▸ Fragmento extraído:
----------

La abadía estaba ampliamente aprovisionada. Con precauciones semejantes los cortesanos podían desafiar el contagio. Al igual que en “La máscara de la Muerte Roja”, los habitantes del Mundo se aprovisionaron de todo cuanto pudieron cuando la OMS declaró la emergencia sanitaria mundial y en el caso de Wuhan, la ciudad de China donde todo inició, se impidió la llegada y la salida de personas, al igual que en la abadía del príncipe Próspero.

No pretendo reproducir por completo en este espacio el cuento de Poe, pero este párrafo me parece sustancial y elocuente: Al cumplirse el quinto o sexto mes de su reclusión, y cuando la peste hacía los más terribles estragos, el príncipe Próspero ofreció a sus mil amigos un baile de máscaras de la más insólita magnificencia.

Fue precisamente entre el quinto y sexto mes del confinamiento que los gobiernos del planeta, enfrentados a la crisis económica global que acarreó consigo la pandemia, decidieron abrir las puertas y permitir la reincorporación paulatina de sus ciudadanos a sus actividades cotidianas. Era justo, y sin duda necesario, pero, ¿era prudente? A diferencia de ellos, en la fantasía de Poe, el príncipe Próspero decidió mantener el encierro y celebrar la vida con una mascarada en los siete salones públicos con los que contaba la nave principal de su abadía.

----------

▸ Ítems proporcionados:
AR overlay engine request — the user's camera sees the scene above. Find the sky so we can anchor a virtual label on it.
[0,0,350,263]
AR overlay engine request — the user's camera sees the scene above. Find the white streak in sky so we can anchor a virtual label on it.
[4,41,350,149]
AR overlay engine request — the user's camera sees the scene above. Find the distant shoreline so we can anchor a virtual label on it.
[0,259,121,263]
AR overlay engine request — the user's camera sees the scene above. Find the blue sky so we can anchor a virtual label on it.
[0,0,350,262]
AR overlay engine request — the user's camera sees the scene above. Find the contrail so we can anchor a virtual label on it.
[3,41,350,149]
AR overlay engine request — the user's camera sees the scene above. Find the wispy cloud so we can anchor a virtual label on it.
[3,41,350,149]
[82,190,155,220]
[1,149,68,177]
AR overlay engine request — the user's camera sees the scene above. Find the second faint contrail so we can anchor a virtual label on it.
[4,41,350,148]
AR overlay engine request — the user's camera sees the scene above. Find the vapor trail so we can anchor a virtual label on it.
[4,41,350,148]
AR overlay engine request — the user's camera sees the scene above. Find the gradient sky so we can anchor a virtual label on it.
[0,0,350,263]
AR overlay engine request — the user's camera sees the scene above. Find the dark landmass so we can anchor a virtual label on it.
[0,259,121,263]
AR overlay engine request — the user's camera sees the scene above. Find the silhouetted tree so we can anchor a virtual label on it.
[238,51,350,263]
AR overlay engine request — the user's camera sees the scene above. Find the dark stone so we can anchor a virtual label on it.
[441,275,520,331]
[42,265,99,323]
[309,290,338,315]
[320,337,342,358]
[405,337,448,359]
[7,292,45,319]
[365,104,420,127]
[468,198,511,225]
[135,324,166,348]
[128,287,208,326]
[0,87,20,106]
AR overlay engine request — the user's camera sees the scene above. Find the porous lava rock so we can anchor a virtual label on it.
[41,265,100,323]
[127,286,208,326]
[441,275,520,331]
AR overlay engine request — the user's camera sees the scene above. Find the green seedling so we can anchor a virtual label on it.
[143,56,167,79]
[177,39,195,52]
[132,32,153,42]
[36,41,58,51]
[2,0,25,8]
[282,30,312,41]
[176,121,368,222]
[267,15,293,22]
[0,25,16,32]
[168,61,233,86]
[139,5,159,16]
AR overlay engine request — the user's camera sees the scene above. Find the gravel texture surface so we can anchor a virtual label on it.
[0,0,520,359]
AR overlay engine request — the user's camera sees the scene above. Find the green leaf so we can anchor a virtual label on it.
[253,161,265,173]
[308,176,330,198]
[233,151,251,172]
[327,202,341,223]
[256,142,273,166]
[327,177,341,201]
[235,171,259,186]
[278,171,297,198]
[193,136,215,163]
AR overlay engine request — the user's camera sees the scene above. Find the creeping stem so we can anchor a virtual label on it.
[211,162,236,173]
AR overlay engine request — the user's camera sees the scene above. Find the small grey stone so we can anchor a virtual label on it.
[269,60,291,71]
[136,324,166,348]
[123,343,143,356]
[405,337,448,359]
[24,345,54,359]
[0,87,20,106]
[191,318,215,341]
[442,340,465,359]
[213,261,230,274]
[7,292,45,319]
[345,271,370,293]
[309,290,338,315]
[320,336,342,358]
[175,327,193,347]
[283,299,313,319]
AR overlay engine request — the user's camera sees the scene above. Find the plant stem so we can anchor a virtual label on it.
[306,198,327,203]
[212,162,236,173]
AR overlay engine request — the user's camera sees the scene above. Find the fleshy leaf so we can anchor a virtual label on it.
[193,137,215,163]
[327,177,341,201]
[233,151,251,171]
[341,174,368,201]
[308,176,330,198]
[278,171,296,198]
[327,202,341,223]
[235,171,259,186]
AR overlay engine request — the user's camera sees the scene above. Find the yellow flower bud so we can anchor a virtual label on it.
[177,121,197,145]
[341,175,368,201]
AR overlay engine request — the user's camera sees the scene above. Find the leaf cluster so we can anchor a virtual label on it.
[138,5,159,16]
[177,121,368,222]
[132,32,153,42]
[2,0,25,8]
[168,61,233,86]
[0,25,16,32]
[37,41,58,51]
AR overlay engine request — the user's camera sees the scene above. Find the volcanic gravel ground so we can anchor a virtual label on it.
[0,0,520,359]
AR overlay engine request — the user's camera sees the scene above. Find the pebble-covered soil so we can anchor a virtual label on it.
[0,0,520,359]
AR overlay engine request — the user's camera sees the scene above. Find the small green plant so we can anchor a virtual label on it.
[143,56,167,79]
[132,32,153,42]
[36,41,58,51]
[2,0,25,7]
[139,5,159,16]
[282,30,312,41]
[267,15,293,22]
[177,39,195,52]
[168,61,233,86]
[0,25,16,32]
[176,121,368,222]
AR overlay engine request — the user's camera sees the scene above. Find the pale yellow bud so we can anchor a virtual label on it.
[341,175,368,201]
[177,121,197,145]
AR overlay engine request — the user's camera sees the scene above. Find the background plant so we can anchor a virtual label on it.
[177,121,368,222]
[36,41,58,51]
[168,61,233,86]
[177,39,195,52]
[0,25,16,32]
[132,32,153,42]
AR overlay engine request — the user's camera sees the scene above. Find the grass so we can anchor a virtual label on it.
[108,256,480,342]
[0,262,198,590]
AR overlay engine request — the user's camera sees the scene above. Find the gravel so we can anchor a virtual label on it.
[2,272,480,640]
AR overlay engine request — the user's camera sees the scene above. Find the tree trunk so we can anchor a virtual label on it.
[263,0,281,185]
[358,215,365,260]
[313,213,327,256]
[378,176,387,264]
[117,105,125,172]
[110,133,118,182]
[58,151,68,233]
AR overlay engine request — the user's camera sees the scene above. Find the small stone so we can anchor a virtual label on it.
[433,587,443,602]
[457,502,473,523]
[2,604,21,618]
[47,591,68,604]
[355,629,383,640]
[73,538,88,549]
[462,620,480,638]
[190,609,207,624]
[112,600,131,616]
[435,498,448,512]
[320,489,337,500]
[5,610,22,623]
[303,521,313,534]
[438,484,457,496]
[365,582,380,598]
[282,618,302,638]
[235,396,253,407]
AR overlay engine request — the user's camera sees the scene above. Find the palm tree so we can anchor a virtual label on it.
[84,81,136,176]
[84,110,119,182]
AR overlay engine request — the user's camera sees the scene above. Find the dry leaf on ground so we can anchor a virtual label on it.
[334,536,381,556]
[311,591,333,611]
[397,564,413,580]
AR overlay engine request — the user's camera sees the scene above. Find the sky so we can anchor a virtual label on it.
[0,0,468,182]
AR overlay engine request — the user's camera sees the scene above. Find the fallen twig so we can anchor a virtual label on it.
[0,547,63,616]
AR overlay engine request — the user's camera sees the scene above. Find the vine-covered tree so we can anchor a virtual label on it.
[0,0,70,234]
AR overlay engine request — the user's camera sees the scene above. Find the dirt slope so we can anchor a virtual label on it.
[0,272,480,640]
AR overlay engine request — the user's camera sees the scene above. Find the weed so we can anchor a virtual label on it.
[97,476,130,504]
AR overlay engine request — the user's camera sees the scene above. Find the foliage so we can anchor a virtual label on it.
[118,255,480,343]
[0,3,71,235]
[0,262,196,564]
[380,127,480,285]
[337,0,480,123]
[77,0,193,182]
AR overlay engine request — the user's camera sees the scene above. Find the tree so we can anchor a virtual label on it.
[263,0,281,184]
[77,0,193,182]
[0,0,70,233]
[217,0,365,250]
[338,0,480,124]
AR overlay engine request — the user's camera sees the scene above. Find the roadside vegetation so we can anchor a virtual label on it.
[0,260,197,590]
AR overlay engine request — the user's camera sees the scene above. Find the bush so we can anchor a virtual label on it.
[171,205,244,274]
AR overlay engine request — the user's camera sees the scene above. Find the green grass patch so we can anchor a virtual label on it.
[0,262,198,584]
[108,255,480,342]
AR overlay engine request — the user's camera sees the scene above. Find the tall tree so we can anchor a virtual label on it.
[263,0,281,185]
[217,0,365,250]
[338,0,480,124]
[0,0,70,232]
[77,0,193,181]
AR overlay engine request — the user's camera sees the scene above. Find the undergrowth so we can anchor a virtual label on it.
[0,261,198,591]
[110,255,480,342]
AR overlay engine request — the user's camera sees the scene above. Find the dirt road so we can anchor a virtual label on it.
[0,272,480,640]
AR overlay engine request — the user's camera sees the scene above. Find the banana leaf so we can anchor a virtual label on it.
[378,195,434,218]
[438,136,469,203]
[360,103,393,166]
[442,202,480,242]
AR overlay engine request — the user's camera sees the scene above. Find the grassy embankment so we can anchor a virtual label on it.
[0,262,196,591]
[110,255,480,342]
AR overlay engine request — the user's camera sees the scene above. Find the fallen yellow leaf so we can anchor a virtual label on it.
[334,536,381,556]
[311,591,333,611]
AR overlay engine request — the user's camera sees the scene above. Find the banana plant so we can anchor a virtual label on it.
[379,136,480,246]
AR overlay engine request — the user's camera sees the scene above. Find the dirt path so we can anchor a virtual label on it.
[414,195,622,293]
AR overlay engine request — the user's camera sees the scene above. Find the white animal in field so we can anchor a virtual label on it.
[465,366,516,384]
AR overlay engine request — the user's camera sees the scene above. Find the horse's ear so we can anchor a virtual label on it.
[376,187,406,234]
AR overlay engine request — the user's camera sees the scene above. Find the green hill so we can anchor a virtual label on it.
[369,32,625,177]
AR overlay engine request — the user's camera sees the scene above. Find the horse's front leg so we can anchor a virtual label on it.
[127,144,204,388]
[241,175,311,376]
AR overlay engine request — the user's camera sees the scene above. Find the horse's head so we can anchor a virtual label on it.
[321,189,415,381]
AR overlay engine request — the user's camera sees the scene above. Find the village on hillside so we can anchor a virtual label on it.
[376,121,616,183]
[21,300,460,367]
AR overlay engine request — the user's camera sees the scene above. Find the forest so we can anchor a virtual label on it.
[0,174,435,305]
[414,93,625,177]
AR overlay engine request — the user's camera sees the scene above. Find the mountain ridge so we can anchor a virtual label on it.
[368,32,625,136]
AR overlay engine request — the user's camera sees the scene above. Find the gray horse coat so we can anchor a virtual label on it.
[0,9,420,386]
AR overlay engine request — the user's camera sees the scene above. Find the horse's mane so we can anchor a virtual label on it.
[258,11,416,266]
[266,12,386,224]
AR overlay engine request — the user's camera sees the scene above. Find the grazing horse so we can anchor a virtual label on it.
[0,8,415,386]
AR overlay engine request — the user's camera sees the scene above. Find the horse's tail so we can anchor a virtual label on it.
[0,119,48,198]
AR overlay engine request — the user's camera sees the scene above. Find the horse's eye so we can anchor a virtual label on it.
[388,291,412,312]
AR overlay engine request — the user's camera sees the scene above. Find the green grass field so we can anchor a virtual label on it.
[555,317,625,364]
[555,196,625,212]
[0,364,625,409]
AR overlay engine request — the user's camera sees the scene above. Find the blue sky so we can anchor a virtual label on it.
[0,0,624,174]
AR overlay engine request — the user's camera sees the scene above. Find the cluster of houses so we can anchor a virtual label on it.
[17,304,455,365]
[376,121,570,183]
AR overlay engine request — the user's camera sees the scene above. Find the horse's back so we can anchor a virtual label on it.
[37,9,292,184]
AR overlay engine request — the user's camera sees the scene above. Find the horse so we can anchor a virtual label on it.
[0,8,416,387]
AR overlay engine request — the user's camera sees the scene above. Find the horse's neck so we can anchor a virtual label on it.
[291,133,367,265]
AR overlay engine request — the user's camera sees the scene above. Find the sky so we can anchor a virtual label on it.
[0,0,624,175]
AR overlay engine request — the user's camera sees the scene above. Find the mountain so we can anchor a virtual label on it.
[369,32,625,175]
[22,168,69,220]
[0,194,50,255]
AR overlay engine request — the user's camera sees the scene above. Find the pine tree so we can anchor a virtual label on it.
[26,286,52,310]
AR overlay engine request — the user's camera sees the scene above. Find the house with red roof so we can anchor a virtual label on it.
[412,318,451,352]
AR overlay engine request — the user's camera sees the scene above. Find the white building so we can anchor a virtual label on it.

----------

▸ Tarea 1: Transcribe del fragmento sobre Poe y la pandemia el pasaje que comienza en "No pretendo reproducir" y termina en "de su abadía.".
▸ Tarea 2: Según el fragmento, ¿son ciertas estas afirmaciones? Responde sí o no a cada una y cita las palabras del fragmento que lo deciden. (a) La OMS declaró una emergencia sanitaria mundial. (b) En el cuento, el príncipe Próspero puso fin al encierro. (c) El baile de máscaras del príncipe Próspero fue para mil amigos.

▸ Respuesta 1:
No pretendo reproducir por completo en este espacio el cuento de Poe, pero este párrafo me parece sustancial y elocuente: Al cumplirse el quinto o sexto mes de su reclusión, y cuando la peste hacía los más terribles estragos, el príncipe Próspero ofreció a sus mil amigos un baile de máscaras de la más insólita magnificencia.

Fue precisamente entre el quinto y sexto mes del confinamiento que los gobiernos del planeta, enfrentados a la crisis económica global que acarreó consigo la pandemia, decidieron abrir las puertas y permitir la reincorporación paulatina de sus ciudadanos a sus actividades cotidianas. Era justo, y sin duda necesario, pero, ¿era prudente? A diferencia de ellos, en la fantasía de Poe, el príncipe Próspero decidió mantener el encierro y celebrar la vida con una mascarada en los siete salones públicos con los que contaba la nave principal de su abadía.

▸ Respuesta 2:
(a) Sí: "cuando la OMS declaró la emergencia sanitaria mundial".
(b) No: "el príncipe Próspero decidió mantener el encierro".
(c) Sí: "el príncipe Próspero ofreció a sus mil amigos un baile de máscaras".